__Extract__
--*--
Ten years sounds like forever, until it suddenly doesn’t. A decade-long lens helps you ignore noise and focus on what drives wealth: steady demand, pricing power, and leaders who reinvest cash wisely. It also forces patience, which most investors lack. You can live through a recession, a rate cycle, and some nasty surprises in 10 years, but only if you own businesses that keep improving while you wait. So let’s look at some Canadian stocks doing just that.
CP
Canadian Pacific Kansas City (TSX:CP) looks relevant now as trade routes across North America keep shifting, and rail still moves heavy freight cheaply. CP runs a network that connects Canada, the U.S., and Mexico, which gives it a rare one-company corridor for cross-border shipments. The Canadian stock hasn’t felt stable lately, with shares down about 15% in the last year. A pullback like that can shake out traders, even when the network keeps gaining density and efficiency.
Recent results show progress on execution. In Q3 2025, CP delivered total revenues of $3.7 billion and grew diluted earnings per share (EPS) to $1.01, while core adjusted diluted EPS reached $1.10. It also improved efficiency, with a core adjusted operating ratio of 60.7%. Right now, it trades at about 21.4 times earnings, and 19 times forward earnings. If Mexico-to-U.S. manufacturing lanes keep expanding, CP can benefit, but freight recessions, labour disputes, and border friction, or weaker industrial demand can cut pricing power.
CSU
Constellation Software (TSX:CSU) matters now as it often thrives when markets feel messy. CSU buys niche, mission-critical software businesses, then lets each one run with a long-term, decentralized playbook. The Canadian stock has taken a bruising recently since its long-time CEO and founder Mark Leonard stepped down. Today, the Canadian stock is down about 22% year to date, and 44% in the last year.That kind of drawdown feels awful in the moment, yet it can create opportunity if fundamentals keep compounding and management keeps its discipline.
The fundamentals still look lively. In Q3 2025, CSU grew revenue 16% year over year to $3 billion and increased net income attributable to common shareholders to $210 million, or $9.89 per diluted share. It also reported free cash flow available to shareholders of $529 million, up 46% from a year earlier. Today it trades at about 58 times earnings, and 17 times forward earnings. That gap hints at earnings growth ahead, but CSU can stumble if it overpays for acquisitions or if deal competition heats up. Yet today’s investors can grab a solid deal if the Canadian stock recovers.
--*--
__Work to be completed__
Rewrite the investing article from "Ten years sounds" up to and including "doing just that.", changing "wealth" to "returns". The material that comes next is separate from the investing article.

__Supplied material__
--*--
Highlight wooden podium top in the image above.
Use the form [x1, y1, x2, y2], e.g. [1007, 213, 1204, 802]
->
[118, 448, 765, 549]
--*--
__Expected answer__
Ten years sounds like forever, until it suddenly doesn’t. A decade-long lens helps you ignore noise and focus on what drives returns: steady demand, pricing power, and leaders who reinvest cash wisely. It also forces patience, which most investors lack. You can live through a recession, a rate cycle, and some nasty surprises in 10 years, but only if you own businesses that keep improving while you wait. So let’s look at some Canadian stocks doing just that.